### CHALLENGE
Rewrite the material below, replacing "Can you spot" with "Can you locate" everywhere and changing nothing else. Leave the pictures out of your answer.

──────────────────────────────

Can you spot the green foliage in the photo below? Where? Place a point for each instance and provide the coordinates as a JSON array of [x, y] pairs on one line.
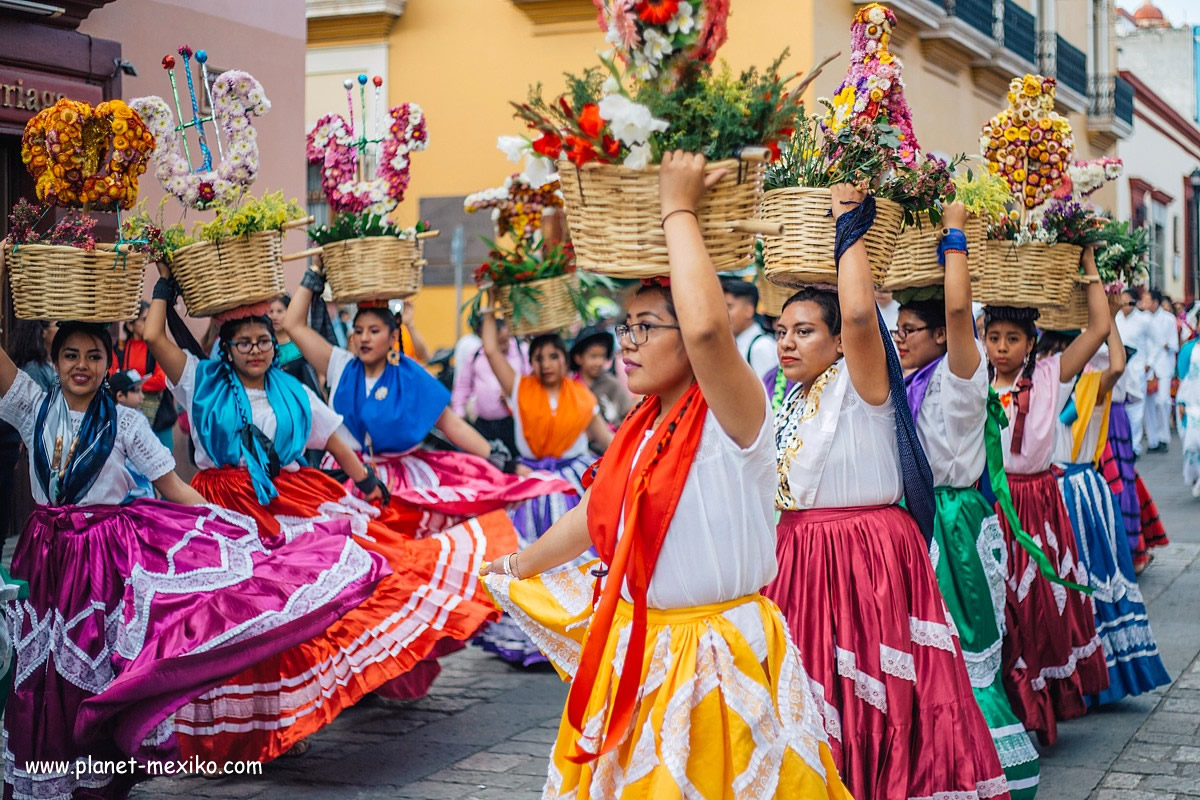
[[359, 224]]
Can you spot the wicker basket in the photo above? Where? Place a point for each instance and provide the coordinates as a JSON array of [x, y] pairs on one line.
[[613, 215], [772, 296], [223, 275], [1033, 275], [804, 253], [915, 263], [373, 268], [556, 307], [55, 282], [1069, 317]]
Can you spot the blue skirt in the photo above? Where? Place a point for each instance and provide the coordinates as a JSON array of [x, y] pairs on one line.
[[1129, 648]]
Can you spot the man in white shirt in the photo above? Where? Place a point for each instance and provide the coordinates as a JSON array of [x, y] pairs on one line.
[[1163, 342], [1133, 324], [756, 346]]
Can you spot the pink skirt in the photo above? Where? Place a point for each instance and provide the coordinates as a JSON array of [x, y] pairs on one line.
[[862, 601]]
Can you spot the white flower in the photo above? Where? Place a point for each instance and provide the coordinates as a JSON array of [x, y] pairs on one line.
[[539, 170], [513, 146], [631, 122], [683, 22], [639, 156], [657, 46]]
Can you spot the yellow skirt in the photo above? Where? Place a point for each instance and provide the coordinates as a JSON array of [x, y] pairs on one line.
[[724, 708]]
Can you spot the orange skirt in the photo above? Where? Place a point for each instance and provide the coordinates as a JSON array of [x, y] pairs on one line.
[[431, 602]]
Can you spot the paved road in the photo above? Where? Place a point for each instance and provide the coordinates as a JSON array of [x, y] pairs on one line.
[[486, 728]]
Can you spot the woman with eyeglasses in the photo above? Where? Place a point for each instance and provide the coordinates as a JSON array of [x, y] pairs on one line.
[[251, 422], [683, 679], [1053, 656], [389, 404], [136, 606], [855, 582], [948, 394], [557, 420]]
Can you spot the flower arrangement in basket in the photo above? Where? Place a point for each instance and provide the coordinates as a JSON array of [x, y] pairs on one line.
[[234, 262], [1032, 253], [84, 160], [865, 137], [658, 91], [366, 254]]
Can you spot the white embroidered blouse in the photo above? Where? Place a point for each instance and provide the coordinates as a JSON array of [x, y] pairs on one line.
[[325, 420], [136, 444], [835, 450]]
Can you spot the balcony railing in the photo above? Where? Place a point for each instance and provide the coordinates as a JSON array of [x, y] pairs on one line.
[[1020, 31], [1111, 95], [977, 13], [1072, 66]]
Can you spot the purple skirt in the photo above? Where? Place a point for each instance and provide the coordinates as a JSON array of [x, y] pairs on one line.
[[137, 609], [1121, 439]]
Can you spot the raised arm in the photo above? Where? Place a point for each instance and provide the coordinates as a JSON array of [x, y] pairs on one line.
[[496, 356], [1110, 377], [961, 352], [730, 385], [312, 344], [861, 341], [169, 355], [1085, 346]]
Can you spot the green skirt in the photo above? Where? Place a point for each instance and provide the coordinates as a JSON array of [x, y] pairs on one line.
[[970, 558]]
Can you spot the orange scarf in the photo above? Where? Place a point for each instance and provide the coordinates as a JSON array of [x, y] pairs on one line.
[[646, 493], [551, 433]]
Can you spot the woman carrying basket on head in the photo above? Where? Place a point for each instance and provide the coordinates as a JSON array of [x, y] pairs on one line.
[[389, 403], [684, 679], [137, 607], [855, 578], [1053, 657], [251, 422]]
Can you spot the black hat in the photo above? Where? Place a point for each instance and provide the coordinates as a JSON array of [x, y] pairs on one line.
[[124, 382], [589, 336]]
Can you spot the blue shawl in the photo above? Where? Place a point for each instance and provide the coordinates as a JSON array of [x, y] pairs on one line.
[[82, 455], [397, 413], [223, 422]]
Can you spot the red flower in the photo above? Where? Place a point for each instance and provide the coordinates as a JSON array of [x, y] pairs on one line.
[[657, 12], [549, 145], [591, 121], [581, 150]]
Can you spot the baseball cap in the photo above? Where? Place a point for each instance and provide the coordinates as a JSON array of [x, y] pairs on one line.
[[124, 382]]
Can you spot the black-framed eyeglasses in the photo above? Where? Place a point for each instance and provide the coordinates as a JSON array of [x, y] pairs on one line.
[[245, 347], [901, 334], [640, 332]]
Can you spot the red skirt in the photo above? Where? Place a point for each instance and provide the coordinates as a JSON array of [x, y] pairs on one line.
[[431, 603], [862, 601], [1053, 656]]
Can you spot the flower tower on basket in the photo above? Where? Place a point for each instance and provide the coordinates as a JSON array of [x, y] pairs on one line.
[[874, 85], [366, 254], [84, 160], [232, 265]]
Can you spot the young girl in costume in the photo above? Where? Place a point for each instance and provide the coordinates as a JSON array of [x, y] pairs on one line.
[[684, 681], [390, 404], [1053, 657], [948, 394], [1129, 648], [137, 607], [556, 419], [855, 577], [251, 422]]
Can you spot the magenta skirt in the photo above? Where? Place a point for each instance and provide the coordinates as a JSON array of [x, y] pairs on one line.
[[861, 599], [135, 611]]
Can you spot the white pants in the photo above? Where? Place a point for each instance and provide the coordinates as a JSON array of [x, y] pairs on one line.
[[1158, 415], [1137, 411]]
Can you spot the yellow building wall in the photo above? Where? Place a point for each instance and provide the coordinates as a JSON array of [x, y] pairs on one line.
[[463, 60]]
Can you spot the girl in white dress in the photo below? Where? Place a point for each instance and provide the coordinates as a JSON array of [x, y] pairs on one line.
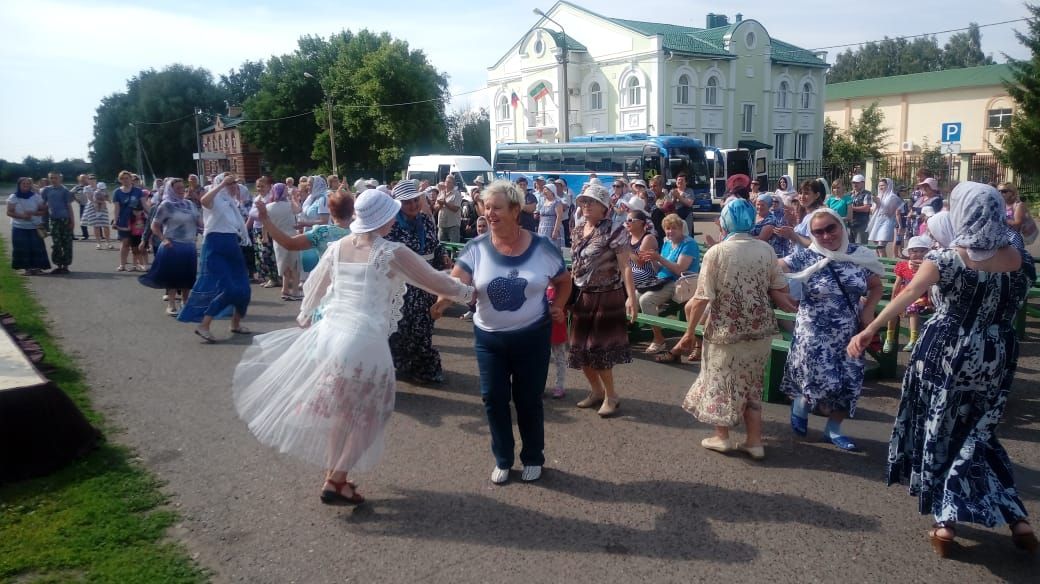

──────────────────────────────

### EXERCISE RESPONSE
Can you locate the green foliage in the photo below? Where? Place a point for each instance and provide the coordinates as a JSON array of [x, y] pairs on one line.
[[359, 224]]
Can you locate the wicker basket in the photo above? Where? Place a point for each instance and provide the coordinates as a JSON array of [x, y] pairs on one line.
[[613, 215], [772, 296], [223, 275], [1033, 275], [804, 253], [915, 263], [373, 268], [556, 307], [55, 282], [1069, 317]]
Can you locate the blue skirt in the photo above? Where? Place a point for each instance and provide the coordinates as a JSON array of [x, y] pairs on one line.
[[1129, 648]]
Can you locate the man in white shirt in the photo above? Where? Place a point for each instance and provide the coordinates as a JSON array of [x, y] pairs on one line.
[[1163, 342], [1133, 324], [756, 346]]
Can you locate the pink skirt in the photo above? Where? Place a point for each instance and provide the coordinates as a JSON array of [x, y] pairs on one line.
[[862, 601]]
Can you locate the white flower in the photo above? Where? Place a point for each instance and provide the coordinates as a JSON array of [x, y] pairs on one line.
[[539, 170], [513, 146], [631, 122], [683, 22], [639, 156], [657, 46]]
Can you locate the yellow skirt in the photo above? Where? Place a point for each instance and provide the coordinates as a JSON array of [x, y] pairs on one line.
[[724, 708]]
Can you locate the orange skirt in the photo above? Where? Place a point for each instance and provide the coordinates as a JSON array of [x, y] pairs on one line.
[[431, 602]]
Can you locate the paved road in the photo above? Where? Place a point for each instance and provide the coordinates as a JSON array of [x, y] pairs on one line.
[[486, 728]]
Can you locate the woman with eyeglasses in the photo above? Where? Place a point for each instance and provide the coordinates as a JSON array of [x, y] pairs on one line.
[[251, 422], [683, 679], [1053, 656], [389, 404], [136, 606], [855, 582], [948, 394], [557, 420]]
Can you locate the flower arrangement in basket in the photo above? Where? Place a point for each instance and provide the coordinates as a JSON array of [x, y] pairs on one line.
[[234, 262], [1032, 253], [84, 160], [865, 137], [658, 91], [366, 254]]
Can you locate the white embroidered blouse in the photo above? Where? Place a point for each instance and provide the coordinates as a JSON array of [x, y] pairs on one line.
[[325, 420], [136, 444], [835, 450]]
Can you locate the balcony railing in the photo above? Where? Place a point for each instance and provide the coordinates as a JSON array of [x, y] pairs on one line.
[[1020, 31], [1111, 95], [977, 13], [1072, 66]]
Can you locate the purple skirt in the photo above? Where? Place a point for each instance and provide the coordinates as a JSON array of [x, y] pairs on one line.
[[137, 609], [1121, 439]]
Can you locate the raised arm in the photo above? Where? Place a point for each instance and provide the coordinates as a JSON array of [x, y] pairs on one line.
[[496, 356], [1110, 377], [961, 352], [730, 385], [312, 344], [861, 341], [169, 355], [1085, 346]]
Can you locate the green skirt in the photo above? Where? Place a point for each instance and provide the coordinates as a JSON array of [x, y] pairs on one line.
[[970, 558]]
Can you locate the orange scarf in the photo above? Where? Place a point for each instance and provide the coordinates as a JSON array of [x, y] pairs on one line.
[[646, 493], [551, 433]]
Can you locate the woman carrying basket on head in the photo above? Where? Place a point for each instance and provide the coordinates as a JSON array of [x, y] pairs on one line.
[[389, 403], [684, 679], [137, 607], [855, 578], [1053, 657], [251, 422]]
Can you locate the black hat in the photo above? Where? Place a point for each instance and provide the coordinates as a JSON array of [x, y] pairs on one line.
[[124, 382], [589, 336]]
Can you locate the blue shawl in the photo above? Where? Place a point for each instance and provide the coordinates as a JSON array of [x, y] pairs on one line.
[[82, 455], [397, 413], [223, 422]]
Can you locate the red flower in the photo above? Where? Place a point for each instance and provide the coordinates as a JSON array of [x, y] pairs on one line.
[[657, 12], [549, 145], [591, 121], [581, 150]]
Can you locate the baseball cap in the photo above? Where? Place a point for each instance and provide the coordinates as a JSON array of [x, y] pairs on one line.
[[124, 382]]
Can you locate the black-framed eyeglasses in the photo above? Where? Place a point for each instance and provide the coordinates as a JSON array of [x, y] pairs on one line.
[[245, 347], [901, 334], [640, 332]]
Can you locate the red skirt in the photo above? Where? Place a point for each instance and provide the coordinates as a JSON array of [x, y] pairs on one line.
[[431, 603], [862, 601], [1053, 656]]
Can you locate the flower tower on basket in the photo above? Where? Place a point for each instance and provide the coordinates as a JSON array of [x, y] pairs on one line.
[[874, 85], [366, 254], [84, 160], [232, 265]]
Can you locate the young girl in costume in the photo above? Where? Place a point for each instance and provide the coordinates as a JSON array of [x, y] pairs on one line.
[[684, 681], [390, 404], [1053, 657], [948, 394], [1129, 648], [137, 607], [556, 419], [855, 577], [251, 422]]
Can you locate the magenta skirt in the photo above? Where? Place a point for each instance and provide the coordinates as a JSON array of [x, y] pairs on one line.
[[861, 599], [135, 611]]
Can you locate the white pants in the photo above? Where? Place a point for each instance and provide the coordinates as a JSON array of [x, y] pairs on one line.
[[1158, 415], [1137, 411]]
Can you locate the yellow building wall in the photo above? Where? Place a point for each instance and provide the coordinates as a JSON array of [x, y] pairs on one line.
[[463, 60]]
Can you locate the girl in white dress in the photo below? Where? Place a point for each instance and provide the coordinates as a JSON array of [x, y] pairs on one line.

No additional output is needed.